Question

in an AP, if the pth term is q and the qth term is p, then find its ( p+q) th term.

Answer 1

$\huge{hey}$


$\huge{ \mathfrak{here \: is \: answer}}$

$\bf{see \: in \: pic}$

$\huge \boxed{hope \: it \: helps}$


$\huge{ \mathfrak{THANKS}}$

Answer 2

Hey there !!

➡ Given :-

→ pth term = q.

→ qth term = p.

➡ To prove :-

→ ( p + q )th = 0.

➡ Solution :-

→ pth term = a + ( n - 1 )d.

=> q = a + ( p - 1 )d..........(1).

And,

→ qth term = a + ( n - 1 )d.

=> p = a + ( q - 1 )d..........(2).

DATASET EXCERPT:

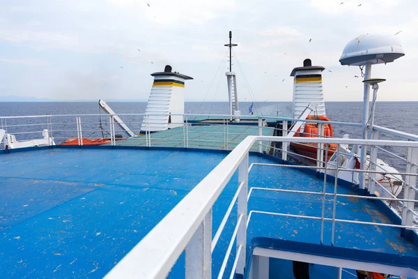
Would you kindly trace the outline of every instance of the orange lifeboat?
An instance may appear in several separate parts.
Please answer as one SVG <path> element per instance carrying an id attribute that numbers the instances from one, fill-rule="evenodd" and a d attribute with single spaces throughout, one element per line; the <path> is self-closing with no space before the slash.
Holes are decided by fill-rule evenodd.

SHORT EXERCISE 1:
Decide whether each statement agrees with the thread on the arithmetic progression, answering yes or no and quoting the words of the thread that settle it.
(a) The question gives the pth term of the progression as p.
(b) Answer 2 sets out to prove that the (p + q)th term is zero.
(c) In equation (2), p is expressed as a + (q − 1)d.
SHORT EXERCISE 2:
Extend the thread on the arithmetic progression, carrying Answer 2's solution on from the last equation shown.

TASK RESPONSE 1:
(a) No: "if the pth term is q and the qth term is p".
(b) Yes: "( p + q )th = 0."
(c) Yes: "p = a + ( q - 1 )d".

TASK RESPONSE 2:
▶ Substract equation (1) and (2), we get

a + ( p - 1 )d = q.
a + ( q - 1 )d = p.
(-)...(-)..............(-)
____________

=> pd - d - qd + d = q - p.

=> pd - qd = q - p.

=> d( p - q ) = -( p - q ).

=> d = -1.

▶ Put the value of ‘d’ in equation (1), we get

=> a + ( p - 1 ) (-1) = q.

=> a - p + 1 = q.

=> a = q + p - 1.

▶ Now,

→ $a \tiny{ ( p + q ) }$  = a + ( n - 1 )d.

=> $a \tiny{ ( p + q ) }$  = p + q - 1 + ( p + q - 1 ) (-1).

=> $a \tiny{ ( p + q ) }$  = p + q - 1 - p - q + 1.


$\huge \boxed{ \boxed{ \bf => a \tiny{ ( p + q ) } \large = 0. }}$

✔✔ Hence, it is proved ✅✅.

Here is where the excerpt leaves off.